- [Requirements]: Convert the records below into a numbered list, dropping any blank lines.

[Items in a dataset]

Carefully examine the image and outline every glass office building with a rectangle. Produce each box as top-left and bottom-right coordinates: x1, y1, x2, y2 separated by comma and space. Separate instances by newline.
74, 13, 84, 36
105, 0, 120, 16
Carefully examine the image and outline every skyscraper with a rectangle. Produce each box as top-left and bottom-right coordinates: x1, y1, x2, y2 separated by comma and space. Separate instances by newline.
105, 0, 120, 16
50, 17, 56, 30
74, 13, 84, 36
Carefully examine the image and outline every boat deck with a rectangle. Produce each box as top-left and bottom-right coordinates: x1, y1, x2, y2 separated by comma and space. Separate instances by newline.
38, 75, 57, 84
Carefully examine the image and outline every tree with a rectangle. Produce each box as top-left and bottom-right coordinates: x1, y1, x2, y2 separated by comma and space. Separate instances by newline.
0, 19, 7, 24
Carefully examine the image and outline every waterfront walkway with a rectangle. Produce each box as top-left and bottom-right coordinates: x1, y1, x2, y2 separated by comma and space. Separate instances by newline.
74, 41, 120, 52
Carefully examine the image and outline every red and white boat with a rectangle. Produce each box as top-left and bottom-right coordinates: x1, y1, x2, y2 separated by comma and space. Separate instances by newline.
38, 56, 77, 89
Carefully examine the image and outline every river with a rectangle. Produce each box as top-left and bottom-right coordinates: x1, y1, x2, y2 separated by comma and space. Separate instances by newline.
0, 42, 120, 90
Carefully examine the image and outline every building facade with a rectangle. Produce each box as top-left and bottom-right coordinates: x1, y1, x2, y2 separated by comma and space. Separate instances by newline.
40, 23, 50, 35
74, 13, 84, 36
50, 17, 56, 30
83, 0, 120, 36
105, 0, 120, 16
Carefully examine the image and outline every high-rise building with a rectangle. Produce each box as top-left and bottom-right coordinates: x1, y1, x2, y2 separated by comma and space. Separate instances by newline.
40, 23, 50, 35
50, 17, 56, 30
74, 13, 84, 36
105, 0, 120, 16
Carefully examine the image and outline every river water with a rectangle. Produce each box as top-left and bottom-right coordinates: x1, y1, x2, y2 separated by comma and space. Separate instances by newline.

- [Final result]:
1. Carefully examine the image and outline every glass office building with a rectangle. Produce each box as top-left and bottom-right coordinates: x1, y1, x2, y2 separated by comma and space. Separate instances by newline.
2. 74, 13, 84, 36
3. 105, 0, 120, 16
4. Carefully examine the image and outline every skyscraper with a rectangle. Produce each box as top-left and bottom-right coordinates: x1, y1, x2, y2 separated by comma and space. Separate instances by newline.
5. 105, 0, 120, 16
6. 50, 17, 56, 30
7. 74, 13, 84, 36
8. Carefully examine the image and outline every boat deck with a rectangle. Produce each box as top-left and bottom-right coordinates: x1, y1, x2, y2 separated by comma and space. Separate instances by newline.
9. 38, 75, 57, 84
10. Carefully examine the image and outline every tree with a rectangle. Produce each box as top-left and bottom-right coordinates: x1, y1, x2, y2 separated by comma and space. Separate instances by newline.
11. 0, 19, 7, 24
12. Carefully examine the image and outline every waterfront walkway with a rectangle. Produce each box as top-left and bottom-right coordinates: x1, y1, x2, y2 separated by comma and space. Separate instances by newline.
13. 74, 41, 120, 52
14. Carefully examine the image and outline every red and white boat with a rectangle. Produce each box as top-left and bottom-right coordinates: x1, y1, x2, y2 separated by comma and space. Separate instances by newline.
15. 38, 56, 77, 89
16. Carefully examine the image and outline every river with a rectangle. Produce each box as top-left and bottom-right coordinates: x1, y1, x2, y2 separated by comma and space. Separate instances by newline.
17. 0, 42, 120, 90
18. Carefully examine the image and outline every building facade with a rectangle. Produce each box as top-left and bottom-right coordinates: x1, y1, x2, y2 separated by comma and space. Separate instances by newline.
19. 40, 23, 50, 35
20. 74, 13, 84, 36
21. 50, 17, 56, 30
22. 83, 0, 120, 36
23. 105, 0, 120, 16
24. Carefully examine the image and outline every high-rise building with a rectangle. Produce each box as top-left and bottom-right coordinates: x1, y1, x2, y2 separated by comma and space. Separate instances by newline.
25. 40, 23, 50, 35
26. 50, 17, 56, 30
27. 74, 13, 84, 36
28. 105, 0, 120, 16
29. Carefully examine the image and outline every river water with a rectangle. Produce each box as top-left and bottom-right coordinates: x1, y1, x2, y2 separated by comma and space. Separate instances by newline.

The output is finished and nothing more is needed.